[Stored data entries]
-*-

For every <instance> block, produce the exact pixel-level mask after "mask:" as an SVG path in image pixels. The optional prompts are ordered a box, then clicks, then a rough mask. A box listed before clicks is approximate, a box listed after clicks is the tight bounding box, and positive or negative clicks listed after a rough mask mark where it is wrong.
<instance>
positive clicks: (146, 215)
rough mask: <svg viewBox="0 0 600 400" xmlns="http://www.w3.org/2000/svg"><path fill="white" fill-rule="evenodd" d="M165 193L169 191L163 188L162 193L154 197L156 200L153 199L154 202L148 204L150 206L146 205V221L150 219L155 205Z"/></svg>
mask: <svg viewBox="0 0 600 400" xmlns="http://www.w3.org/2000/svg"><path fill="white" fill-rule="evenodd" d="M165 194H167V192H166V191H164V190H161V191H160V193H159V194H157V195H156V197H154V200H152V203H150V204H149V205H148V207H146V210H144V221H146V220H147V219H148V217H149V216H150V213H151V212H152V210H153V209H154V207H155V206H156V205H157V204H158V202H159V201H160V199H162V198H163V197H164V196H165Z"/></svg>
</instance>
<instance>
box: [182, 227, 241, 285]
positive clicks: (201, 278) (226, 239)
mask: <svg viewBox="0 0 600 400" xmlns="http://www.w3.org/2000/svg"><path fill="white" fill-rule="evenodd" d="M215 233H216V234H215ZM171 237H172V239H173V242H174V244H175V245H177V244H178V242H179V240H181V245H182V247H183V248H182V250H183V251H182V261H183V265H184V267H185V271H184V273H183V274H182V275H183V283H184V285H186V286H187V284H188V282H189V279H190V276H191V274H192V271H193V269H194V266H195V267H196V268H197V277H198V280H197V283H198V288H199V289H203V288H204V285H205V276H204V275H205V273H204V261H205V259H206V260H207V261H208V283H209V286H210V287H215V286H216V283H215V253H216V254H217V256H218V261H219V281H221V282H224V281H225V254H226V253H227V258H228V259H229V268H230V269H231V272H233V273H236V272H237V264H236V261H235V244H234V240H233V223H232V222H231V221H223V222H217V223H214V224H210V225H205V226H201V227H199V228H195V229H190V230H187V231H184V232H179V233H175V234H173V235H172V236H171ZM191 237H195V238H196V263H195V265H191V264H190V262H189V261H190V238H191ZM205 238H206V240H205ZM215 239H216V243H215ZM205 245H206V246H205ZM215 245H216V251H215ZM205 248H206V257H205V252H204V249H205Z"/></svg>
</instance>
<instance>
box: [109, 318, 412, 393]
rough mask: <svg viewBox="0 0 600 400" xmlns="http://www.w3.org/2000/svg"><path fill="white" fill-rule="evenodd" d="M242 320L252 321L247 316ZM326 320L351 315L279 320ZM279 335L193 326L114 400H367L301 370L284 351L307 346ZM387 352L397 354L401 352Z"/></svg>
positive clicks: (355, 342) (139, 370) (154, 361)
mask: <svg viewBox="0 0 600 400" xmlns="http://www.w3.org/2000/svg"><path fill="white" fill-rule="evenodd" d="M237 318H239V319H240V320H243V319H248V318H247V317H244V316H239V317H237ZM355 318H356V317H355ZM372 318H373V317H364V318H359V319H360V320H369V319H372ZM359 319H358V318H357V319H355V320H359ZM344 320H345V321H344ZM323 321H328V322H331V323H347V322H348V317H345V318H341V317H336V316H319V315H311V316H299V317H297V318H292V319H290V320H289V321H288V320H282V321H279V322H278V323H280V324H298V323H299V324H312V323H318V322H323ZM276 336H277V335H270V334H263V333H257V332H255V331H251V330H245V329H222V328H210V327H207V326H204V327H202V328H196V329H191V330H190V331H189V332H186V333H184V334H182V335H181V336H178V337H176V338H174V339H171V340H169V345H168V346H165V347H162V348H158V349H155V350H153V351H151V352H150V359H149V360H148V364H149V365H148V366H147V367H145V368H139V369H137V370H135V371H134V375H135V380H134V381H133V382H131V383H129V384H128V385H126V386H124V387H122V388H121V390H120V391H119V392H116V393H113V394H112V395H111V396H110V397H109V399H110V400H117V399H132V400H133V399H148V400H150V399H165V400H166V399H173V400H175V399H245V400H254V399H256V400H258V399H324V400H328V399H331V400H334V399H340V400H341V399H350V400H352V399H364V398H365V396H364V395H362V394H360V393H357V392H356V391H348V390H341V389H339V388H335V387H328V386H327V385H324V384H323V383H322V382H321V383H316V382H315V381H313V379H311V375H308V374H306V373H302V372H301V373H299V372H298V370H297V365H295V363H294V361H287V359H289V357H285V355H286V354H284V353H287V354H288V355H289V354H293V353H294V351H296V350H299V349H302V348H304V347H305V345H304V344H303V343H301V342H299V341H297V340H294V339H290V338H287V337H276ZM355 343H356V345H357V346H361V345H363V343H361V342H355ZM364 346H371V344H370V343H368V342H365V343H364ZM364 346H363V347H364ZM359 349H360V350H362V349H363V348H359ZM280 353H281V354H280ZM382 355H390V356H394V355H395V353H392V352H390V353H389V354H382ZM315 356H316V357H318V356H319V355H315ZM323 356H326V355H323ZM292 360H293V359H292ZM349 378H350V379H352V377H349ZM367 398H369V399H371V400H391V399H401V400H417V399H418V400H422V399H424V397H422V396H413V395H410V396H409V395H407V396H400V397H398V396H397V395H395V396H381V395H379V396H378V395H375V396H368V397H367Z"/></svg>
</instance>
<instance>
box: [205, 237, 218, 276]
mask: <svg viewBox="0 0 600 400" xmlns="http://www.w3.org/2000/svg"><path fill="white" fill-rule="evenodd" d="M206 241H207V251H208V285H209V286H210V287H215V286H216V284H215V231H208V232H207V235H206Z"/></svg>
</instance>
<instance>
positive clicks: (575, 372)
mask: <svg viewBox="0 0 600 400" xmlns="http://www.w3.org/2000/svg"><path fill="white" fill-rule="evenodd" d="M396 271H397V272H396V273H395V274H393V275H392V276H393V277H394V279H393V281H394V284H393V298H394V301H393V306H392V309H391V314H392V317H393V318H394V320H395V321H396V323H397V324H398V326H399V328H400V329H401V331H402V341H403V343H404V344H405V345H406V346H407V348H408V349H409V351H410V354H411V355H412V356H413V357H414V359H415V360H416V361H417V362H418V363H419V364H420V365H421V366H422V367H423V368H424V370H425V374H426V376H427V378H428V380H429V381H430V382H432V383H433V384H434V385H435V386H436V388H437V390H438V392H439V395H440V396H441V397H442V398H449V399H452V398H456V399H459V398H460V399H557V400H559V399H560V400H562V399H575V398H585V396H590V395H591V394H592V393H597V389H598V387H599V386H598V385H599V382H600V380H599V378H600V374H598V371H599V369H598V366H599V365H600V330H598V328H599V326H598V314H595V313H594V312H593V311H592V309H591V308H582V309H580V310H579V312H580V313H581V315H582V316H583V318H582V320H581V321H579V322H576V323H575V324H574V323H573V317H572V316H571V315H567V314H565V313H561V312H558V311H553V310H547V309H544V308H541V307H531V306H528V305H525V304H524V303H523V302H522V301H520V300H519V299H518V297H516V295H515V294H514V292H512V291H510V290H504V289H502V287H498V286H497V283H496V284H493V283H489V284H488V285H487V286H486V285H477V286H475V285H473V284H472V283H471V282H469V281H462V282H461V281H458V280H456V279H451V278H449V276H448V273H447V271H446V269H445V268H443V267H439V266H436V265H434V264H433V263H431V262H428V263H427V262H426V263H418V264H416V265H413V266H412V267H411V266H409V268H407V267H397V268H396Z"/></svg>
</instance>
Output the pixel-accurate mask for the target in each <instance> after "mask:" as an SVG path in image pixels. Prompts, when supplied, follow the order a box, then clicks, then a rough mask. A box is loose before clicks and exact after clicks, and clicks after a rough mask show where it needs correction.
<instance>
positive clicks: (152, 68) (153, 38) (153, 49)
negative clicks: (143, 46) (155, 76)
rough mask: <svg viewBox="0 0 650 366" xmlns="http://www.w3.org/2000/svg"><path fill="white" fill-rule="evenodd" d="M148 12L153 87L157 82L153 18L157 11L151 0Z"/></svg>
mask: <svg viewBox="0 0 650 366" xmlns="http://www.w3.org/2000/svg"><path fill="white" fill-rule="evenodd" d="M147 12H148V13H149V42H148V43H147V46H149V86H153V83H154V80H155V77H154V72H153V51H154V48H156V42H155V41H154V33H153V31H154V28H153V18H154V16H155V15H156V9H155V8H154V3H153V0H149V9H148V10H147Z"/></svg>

-*-

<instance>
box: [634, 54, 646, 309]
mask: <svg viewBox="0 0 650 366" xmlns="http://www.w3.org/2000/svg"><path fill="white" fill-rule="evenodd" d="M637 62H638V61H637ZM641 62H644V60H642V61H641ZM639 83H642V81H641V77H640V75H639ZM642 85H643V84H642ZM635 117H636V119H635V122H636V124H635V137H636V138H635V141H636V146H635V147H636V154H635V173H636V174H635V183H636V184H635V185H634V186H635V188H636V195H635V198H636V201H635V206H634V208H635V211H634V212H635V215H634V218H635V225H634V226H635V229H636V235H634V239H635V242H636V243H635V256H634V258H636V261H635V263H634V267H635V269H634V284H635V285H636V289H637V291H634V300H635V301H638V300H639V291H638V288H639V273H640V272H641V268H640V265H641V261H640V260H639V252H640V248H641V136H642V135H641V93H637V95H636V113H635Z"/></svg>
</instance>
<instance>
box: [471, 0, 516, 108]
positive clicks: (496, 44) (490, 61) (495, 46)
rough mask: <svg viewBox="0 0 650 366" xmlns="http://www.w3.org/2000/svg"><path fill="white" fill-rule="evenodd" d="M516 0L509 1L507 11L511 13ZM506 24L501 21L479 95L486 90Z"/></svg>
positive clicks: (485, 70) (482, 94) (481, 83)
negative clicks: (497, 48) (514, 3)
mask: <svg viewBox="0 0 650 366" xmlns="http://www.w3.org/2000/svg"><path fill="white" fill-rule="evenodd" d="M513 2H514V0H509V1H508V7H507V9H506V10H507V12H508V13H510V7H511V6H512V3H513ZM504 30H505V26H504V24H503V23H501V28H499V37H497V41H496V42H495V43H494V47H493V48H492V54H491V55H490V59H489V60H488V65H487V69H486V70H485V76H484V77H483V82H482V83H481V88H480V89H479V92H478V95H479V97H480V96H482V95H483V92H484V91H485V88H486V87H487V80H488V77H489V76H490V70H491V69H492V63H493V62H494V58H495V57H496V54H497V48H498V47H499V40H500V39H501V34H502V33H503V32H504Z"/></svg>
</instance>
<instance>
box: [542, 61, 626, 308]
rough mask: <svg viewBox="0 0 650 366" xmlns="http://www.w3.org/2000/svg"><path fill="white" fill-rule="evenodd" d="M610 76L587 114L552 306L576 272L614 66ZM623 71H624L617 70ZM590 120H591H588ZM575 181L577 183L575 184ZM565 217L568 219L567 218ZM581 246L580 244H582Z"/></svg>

-*-

■ INSTRUCTIONS FOR THE TASK
Using the entries above, output exactly the lines between the line holding "positive clicks: (485, 70)" and the line holding "76L587 114L552 306L576", end lines included, and nothing more.

■ ANSWER BOX
positive clicks: (485, 70) (482, 94) (481, 83)
negative clicks: (497, 48) (514, 3)
mask: <svg viewBox="0 0 650 366" xmlns="http://www.w3.org/2000/svg"><path fill="white" fill-rule="evenodd" d="M513 2H514V0H509V1H508V7H507V9H506V10H507V12H508V13H510V7H511V6H512V3H513ZM504 30H505V26H504V24H503V23H501V28H499V37H497V41H496V42H495V43H494V47H493V48H492V54H491V55H490V59H489V60H488V65H487V69H486V70H485V76H484V77H483V82H482V83H481V88H480V89H479V92H478V95H479V97H480V96H482V95H483V92H484V91H485V88H486V87H487V80H488V77H489V76H490V70H491V69H492V63H493V62H494V58H495V57H496V54H497V48H498V47H499V40H500V39H501V34H502V33H503V32H504Z"/></svg>
</instance>
<instance>
box: [542, 61, 626, 308]
rough mask: <svg viewBox="0 0 650 366" xmlns="http://www.w3.org/2000/svg"><path fill="white" fill-rule="evenodd" d="M610 76L587 114L552 306L576 272L614 66ZM623 71H624L617 70ZM590 120H591H588ZM575 181L577 183L575 184ZM565 217L568 219L567 218ZM581 246L580 244H582Z"/></svg>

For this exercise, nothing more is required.